Directions — Can you arrange every line of the records below into a Markdown table with the columns Row and Line, numbering the rows and skipping blank lines? Leave the pictures out of the table.

# # # # # # #

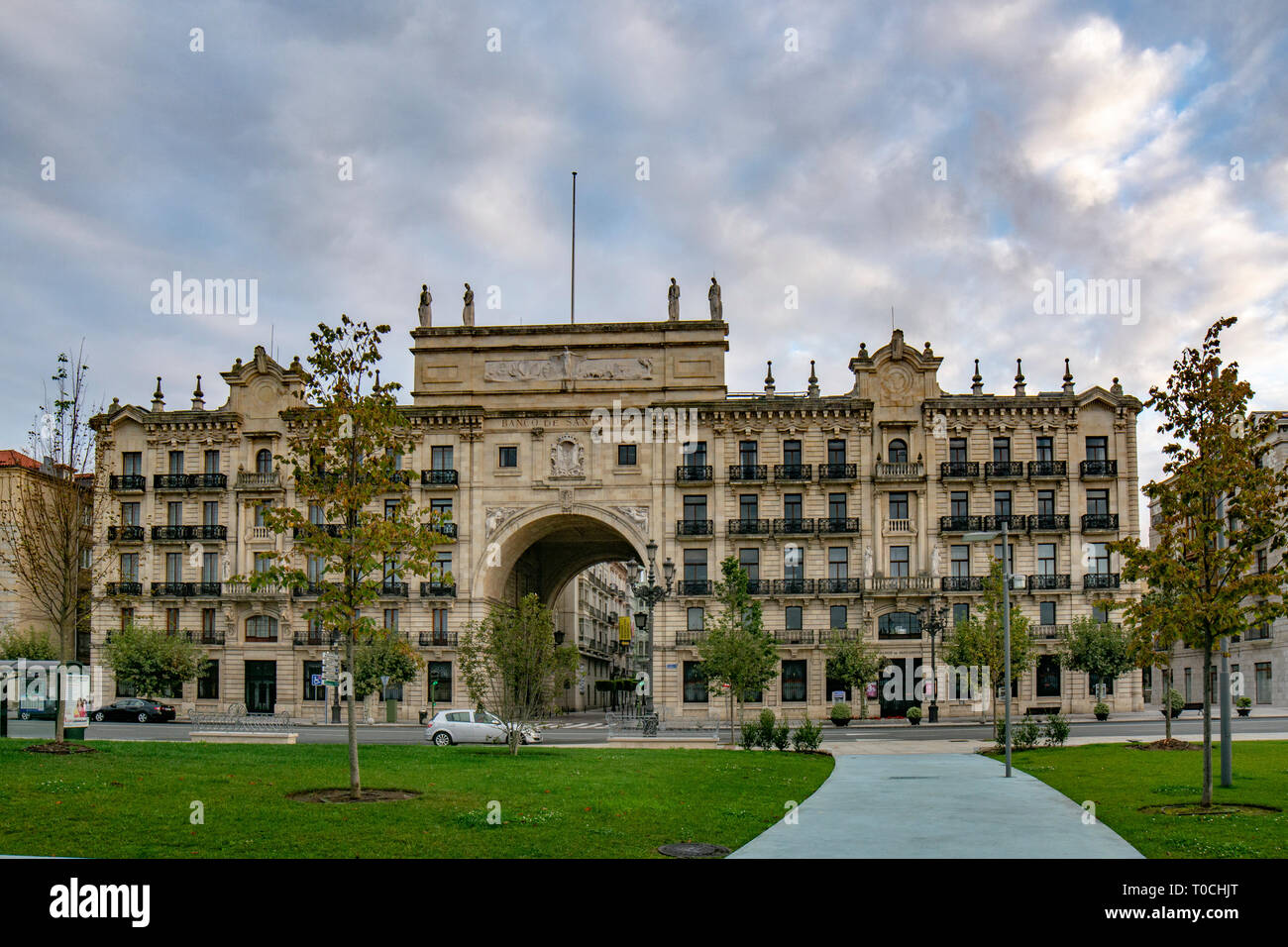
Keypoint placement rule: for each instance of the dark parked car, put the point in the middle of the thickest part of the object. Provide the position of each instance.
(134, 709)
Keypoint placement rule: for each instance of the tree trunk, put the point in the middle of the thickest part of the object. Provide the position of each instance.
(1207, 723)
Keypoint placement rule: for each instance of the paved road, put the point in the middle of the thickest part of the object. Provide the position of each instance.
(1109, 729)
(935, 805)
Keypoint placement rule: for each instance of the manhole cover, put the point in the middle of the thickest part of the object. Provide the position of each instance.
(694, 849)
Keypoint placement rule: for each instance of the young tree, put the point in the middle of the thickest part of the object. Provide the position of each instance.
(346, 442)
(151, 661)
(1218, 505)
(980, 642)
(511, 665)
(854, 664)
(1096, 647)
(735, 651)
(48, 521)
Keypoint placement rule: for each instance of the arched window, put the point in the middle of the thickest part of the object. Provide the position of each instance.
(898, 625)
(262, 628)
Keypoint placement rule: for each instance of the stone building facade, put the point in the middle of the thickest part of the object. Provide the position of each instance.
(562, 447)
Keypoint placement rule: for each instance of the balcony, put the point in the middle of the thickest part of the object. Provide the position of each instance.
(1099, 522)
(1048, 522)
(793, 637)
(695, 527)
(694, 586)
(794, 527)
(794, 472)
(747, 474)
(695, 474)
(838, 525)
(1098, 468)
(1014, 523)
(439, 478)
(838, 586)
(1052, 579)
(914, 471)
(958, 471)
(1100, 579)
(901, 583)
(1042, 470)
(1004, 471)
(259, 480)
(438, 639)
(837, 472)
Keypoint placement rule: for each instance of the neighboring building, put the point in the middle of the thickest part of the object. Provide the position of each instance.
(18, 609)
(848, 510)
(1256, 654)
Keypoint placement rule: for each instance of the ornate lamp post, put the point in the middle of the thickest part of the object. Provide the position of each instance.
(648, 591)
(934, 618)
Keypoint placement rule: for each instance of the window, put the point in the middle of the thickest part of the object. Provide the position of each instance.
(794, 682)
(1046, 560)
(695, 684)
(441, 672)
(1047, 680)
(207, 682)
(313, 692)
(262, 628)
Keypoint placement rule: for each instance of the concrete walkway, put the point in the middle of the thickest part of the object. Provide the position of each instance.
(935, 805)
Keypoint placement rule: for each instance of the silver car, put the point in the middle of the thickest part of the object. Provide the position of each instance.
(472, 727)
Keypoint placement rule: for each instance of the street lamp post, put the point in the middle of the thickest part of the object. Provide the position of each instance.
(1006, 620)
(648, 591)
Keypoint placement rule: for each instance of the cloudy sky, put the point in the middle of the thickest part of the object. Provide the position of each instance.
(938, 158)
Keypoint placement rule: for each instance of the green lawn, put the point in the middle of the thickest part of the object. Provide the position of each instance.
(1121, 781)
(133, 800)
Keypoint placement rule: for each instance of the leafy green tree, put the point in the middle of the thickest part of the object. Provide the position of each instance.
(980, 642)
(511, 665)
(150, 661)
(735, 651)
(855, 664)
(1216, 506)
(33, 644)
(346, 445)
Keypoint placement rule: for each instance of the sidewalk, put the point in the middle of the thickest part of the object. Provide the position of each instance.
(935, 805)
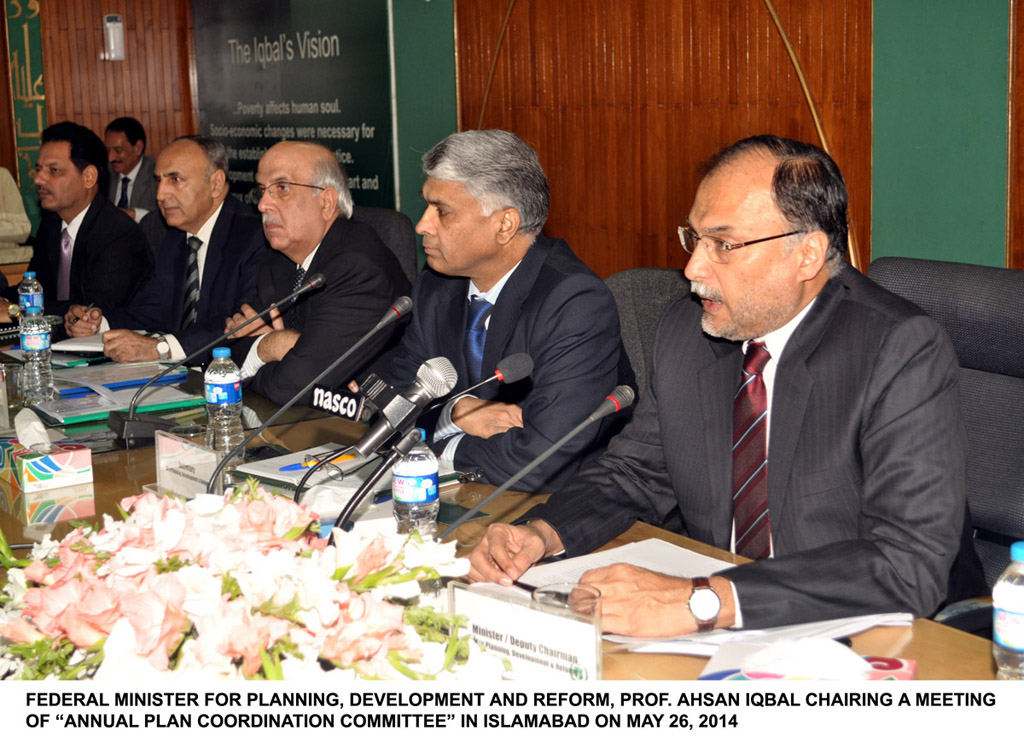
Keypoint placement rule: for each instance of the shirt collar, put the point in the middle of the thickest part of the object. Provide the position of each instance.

# # # # # # #

Reply —
| Row | Line |
|---|---|
| 1 | Keypoint placement rule: for each instance of the dark parked car, put the point in the middle of the thickest part of the object. Provide the position of each instance. |
| 2 | (134, 709) |
| 3 | Keypoint placement rule: for each instance of the tree trunk, put the point in the middle of the thickest part of the object. Provide the position of each instance. |
| 4 | (1207, 723) |
| 5 | Keypoint placement rule: for each instance of the paved road, put the point in the middle of the thickest part of the object. Provide the position of each instance. |
| 6 | (1109, 729) |
| 7 | (935, 805) |
| 8 | Keypoint placement rule: for each instance of the manhole cover, put the point in the middle of the thickest part of the object. Provide the position of each instance. |
| 9 | (694, 849) |
| 10 | Keypoint placement rule: for each instance of the young tree, put the point in the middle of the thickest part of the object. Provide the position of each instance. |
| 11 | (346, 442) |
| 12 | (151, 661) |
| 13 | (1218, 505) |
| 14 | (980, 642) |
| 15 | (511, 665) |
| 16 | (854, 664) |
| 17 | (1096, 647) |
| 18 | (735, 651) |
| 19 | (48, 521) |
| 20 | Keypoint placement rule: for each instance of the arched window, put the point in the middle of the thickest part of the object. Provide the position of each instance. |
| 21 | (898, 625) |
| 22 | (262, 628) |
| 23 | Keypoint placement rule: for each instance of the stone building facade, put the point in the middle of the thickest part of the object. Provide the position of each instance. |
| 24 | (562, 447) |
| 25 | Keypoint placement rule: for each instance of the balcony, put the point in the middle of the thickest part of the object. Provide the position of each instance. |
| 26 | (1099, 522) |
| 27 | (1048, 522) |
| 28 | (793, 637) |
| 29 | (695, 527) |
| 30 | (694, 586) |
| 31 | (794, 527) |
| 32 | (794, 472) |
| 33 | (747, 474) |
| 34 | (695, 474) |
| 35 | (838, 525) |
| 36 | (1098, 468) |
| 37 | (1014, 523) |
| 38 | (439, 478) |
| 39 | (838, 586) |
| 40 | (1052, 579) |
| 41 | (914, 471) |
| 42 | (958, 471) |
| 43 | (1100, 579) |
| 44 | (901, 583) |
| 45 | (1042, 470) |
| 46 | (1004, 471) |
| 47 | (259, 480) |
| 48 | (438, 639) |
| 49 | (837, 472) |
| 50 | Keypoint placement rule: for each instance of the neighboring building, put the point in the middle of the thickest part of the object. Provide the position of each instance. |
| 51 | (18, 609) |
| 52 | (848, 510) |
| 53 | (1256, 654) |
| 54 | Keypoint placement rule: for each instance of the ornate lamp post, put the point in the middle of the thickest part of the object. Provide the position of each instance. |
| 55 | (648, 591) |
| 56 | (934, 618) |
| 57 | Keypoint placement rule: for each instance of the window, put the point in the middle of the thickest part of the object. Provide the position of each instance. |
| 58 | (794, 682) |
| 59 | (1046, 560) |
| 60 | (695, 684) |
| 61 | (441, 672) |
| 62 | (1047, 680) |
| 63 | (207, 682) |
| 64 | (313, 692) |
| 65 | (262, 628) |
| 66 | Keypoint placement rule: for each instance of the concrete walkway, put the point in the middle of the thickest part of the object. Provide the position of each instance. |
| 67 | (935, 805) |
| 68 | Keypoint placement rule: for each instance of the silver car, put the point in the middle of the thickest part of the object. Provide the position of each instance. |
| 69 | (472, 727) |
| 70 | Keypoint placement rule: for each instance of the street lamp post, put the point in the middle of the thickest part of the object. Provide the position of each instance. |
| 71 | (1006, 620) |
| 72 | (648, 591) |
| 73 | Keypoint placement rule: for each instance of the cloudy sky, put the point in the middle of the thickest part of the object. Provide the position of each instance. |
| 74 | (938, 158) |
| 75 | Keypoint placement rule: for each instance of the green lawn, put the point in the middle of the thickest part of the object. Provide the position of each instance. |
| 76 | (1121, 781) |
| 77 | (133, 800) |
| 78 | Keypoint placement rule: for each instance of the leafy green tree, put the point in the middle of the thickest part of the object. Provide the position of each instance. |
| 79 | (980, 642) |
| 80 | (511, 665) |
| 81 | (150, 661) |
| 82 | (735, 651) |
| 83 | (855, 664) |
| 84 | (1216, 506) |
| 85 | (33, 644) |
| 86 | (346, 445) |
| 87 | Keypoint placement rule: for each instance of the sidewalk, put the point in the middle of the thickest part of the object. Provide the position of each instance. |
| 88 | (935, 805) |
| 89 | Keypoint placement rule: for each instance of the shirt collar, put the point in the middle of the thickest part of the object. Provide the position of each instance. |